:: DATA

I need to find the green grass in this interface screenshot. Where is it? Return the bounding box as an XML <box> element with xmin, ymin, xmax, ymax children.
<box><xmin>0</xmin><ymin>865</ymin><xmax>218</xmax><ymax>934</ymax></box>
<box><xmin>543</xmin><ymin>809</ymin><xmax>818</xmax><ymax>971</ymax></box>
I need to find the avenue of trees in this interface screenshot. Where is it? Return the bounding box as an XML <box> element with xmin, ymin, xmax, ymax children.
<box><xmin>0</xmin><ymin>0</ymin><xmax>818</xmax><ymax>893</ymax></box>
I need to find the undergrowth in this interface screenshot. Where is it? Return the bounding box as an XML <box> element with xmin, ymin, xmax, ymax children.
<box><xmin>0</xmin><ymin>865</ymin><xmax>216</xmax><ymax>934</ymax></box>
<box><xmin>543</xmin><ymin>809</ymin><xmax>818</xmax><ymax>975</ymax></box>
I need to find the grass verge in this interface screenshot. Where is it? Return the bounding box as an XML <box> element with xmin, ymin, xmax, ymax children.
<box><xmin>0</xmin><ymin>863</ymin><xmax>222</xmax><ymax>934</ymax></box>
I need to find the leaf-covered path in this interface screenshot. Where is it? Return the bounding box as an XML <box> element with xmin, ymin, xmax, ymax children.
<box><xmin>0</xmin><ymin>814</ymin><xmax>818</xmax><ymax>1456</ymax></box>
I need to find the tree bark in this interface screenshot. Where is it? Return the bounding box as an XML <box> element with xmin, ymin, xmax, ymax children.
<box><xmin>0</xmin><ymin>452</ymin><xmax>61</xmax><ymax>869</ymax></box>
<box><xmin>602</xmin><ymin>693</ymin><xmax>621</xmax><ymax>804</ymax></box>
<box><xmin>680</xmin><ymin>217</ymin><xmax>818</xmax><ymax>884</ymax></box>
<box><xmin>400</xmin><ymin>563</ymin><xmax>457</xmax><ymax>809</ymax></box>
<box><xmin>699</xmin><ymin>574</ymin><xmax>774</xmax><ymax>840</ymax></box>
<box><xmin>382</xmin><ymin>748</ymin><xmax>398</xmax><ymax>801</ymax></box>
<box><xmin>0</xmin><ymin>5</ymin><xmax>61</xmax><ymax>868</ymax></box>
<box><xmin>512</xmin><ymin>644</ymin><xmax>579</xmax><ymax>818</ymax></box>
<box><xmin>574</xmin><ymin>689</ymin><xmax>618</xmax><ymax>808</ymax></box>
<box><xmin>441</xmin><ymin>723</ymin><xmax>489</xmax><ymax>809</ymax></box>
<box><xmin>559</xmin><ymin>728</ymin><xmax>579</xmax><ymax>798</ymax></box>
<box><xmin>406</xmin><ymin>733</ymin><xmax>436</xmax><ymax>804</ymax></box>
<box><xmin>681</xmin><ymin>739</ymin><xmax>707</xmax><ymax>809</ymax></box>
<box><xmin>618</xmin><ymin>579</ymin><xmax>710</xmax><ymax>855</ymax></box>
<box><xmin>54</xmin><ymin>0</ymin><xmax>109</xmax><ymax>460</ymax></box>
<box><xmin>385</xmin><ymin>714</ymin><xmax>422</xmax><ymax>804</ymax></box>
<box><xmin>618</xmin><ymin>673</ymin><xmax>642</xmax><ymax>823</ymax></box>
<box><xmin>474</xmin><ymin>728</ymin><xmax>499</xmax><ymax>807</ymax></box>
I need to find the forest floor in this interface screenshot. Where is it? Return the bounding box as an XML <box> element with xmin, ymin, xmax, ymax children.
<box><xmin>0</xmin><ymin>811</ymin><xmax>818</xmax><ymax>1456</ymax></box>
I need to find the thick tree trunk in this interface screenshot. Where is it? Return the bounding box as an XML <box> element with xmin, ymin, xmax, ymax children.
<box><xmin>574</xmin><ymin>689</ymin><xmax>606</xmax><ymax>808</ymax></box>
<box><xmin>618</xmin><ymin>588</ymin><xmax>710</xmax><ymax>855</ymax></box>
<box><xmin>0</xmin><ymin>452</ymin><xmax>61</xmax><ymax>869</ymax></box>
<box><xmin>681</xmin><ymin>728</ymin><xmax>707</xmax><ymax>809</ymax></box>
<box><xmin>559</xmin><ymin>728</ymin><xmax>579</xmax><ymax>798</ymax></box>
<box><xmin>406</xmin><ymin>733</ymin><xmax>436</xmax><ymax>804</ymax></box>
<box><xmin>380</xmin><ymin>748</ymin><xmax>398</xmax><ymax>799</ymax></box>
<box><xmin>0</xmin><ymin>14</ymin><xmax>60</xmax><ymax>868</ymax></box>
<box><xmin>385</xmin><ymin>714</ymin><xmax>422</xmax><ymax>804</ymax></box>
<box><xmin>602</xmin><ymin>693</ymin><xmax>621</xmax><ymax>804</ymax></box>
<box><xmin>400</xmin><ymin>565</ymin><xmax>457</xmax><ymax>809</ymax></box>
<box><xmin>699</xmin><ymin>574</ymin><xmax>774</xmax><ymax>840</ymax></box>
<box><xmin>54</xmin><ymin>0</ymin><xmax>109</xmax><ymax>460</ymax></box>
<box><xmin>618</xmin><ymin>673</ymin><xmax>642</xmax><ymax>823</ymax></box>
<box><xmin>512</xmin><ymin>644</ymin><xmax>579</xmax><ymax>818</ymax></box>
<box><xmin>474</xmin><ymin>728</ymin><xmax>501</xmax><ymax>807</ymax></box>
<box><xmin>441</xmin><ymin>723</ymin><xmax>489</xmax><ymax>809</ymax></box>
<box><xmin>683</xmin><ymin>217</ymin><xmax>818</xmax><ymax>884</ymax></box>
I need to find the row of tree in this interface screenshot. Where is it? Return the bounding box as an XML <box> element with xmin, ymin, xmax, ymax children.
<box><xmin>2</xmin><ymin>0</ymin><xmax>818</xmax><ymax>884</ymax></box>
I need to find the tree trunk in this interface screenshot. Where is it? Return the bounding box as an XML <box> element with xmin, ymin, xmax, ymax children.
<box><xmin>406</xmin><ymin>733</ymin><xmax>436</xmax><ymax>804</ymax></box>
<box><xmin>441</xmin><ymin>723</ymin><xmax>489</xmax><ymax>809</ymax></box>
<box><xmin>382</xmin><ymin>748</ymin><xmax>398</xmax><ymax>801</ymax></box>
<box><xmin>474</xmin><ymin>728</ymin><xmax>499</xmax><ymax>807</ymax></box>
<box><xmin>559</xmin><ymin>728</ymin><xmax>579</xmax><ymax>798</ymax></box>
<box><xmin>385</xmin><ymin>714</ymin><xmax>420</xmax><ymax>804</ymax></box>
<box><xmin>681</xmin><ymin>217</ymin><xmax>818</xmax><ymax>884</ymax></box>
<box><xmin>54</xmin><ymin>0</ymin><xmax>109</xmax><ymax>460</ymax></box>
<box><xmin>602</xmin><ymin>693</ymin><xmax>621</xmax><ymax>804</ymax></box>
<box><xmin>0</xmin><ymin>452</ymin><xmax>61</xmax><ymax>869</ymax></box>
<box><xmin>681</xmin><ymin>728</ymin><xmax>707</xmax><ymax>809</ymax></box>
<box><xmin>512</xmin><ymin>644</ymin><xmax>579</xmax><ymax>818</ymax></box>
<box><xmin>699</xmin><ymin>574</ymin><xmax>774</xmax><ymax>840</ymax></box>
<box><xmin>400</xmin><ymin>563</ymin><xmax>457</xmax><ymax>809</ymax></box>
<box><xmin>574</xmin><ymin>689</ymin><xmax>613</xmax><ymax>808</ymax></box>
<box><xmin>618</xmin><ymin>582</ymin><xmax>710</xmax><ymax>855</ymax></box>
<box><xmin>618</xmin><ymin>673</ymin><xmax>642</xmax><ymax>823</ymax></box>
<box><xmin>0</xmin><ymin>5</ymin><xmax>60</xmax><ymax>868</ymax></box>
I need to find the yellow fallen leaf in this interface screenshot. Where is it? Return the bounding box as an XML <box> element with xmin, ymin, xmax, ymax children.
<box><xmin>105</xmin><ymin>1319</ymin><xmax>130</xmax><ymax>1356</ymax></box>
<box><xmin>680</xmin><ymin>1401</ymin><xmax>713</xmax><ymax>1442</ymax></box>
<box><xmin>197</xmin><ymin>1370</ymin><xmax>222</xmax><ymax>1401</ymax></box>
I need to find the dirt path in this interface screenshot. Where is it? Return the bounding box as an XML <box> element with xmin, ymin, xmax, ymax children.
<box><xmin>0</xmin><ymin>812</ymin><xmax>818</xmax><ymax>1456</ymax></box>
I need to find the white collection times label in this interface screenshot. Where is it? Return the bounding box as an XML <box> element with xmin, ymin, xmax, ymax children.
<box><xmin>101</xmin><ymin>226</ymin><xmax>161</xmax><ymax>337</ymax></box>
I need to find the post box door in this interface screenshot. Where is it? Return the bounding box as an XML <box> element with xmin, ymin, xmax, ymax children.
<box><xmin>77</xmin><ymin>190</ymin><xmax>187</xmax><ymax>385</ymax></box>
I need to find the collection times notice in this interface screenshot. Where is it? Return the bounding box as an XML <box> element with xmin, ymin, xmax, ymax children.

::::

> **THE EXERCISE**
Starting at the line that contains "I need to find the white" and ending with the final line of the items, write those lines out again with "post box door" swapped for "mailbox door" and nothing else altered.

> **THE OUTPUT**
I need to find the white collection times label in this interface screenshot. Where is it? Return the bounding box as an XML <box> element with xmin, ymin, xmax, ymax children.
<box><xmin>101</xmin><ymin>226</ymin><xmax>161</xmax><ymax>337</ymax></box>
I need to find the mailbox door in this interface screenshot. Where is it? Return the bounding box as an XML <box> element with xmin, ymin, xmax, ymax children.
<box><xmin>77</xmin><ymin>190</ymin><xmax>187</xmax><ymax>385</ymax></box>
I need to find the collection times notice in this interface screenshot. Where is it? Return the bounding box as an XML <box> element with xmin, ymin, xmax, ymax children.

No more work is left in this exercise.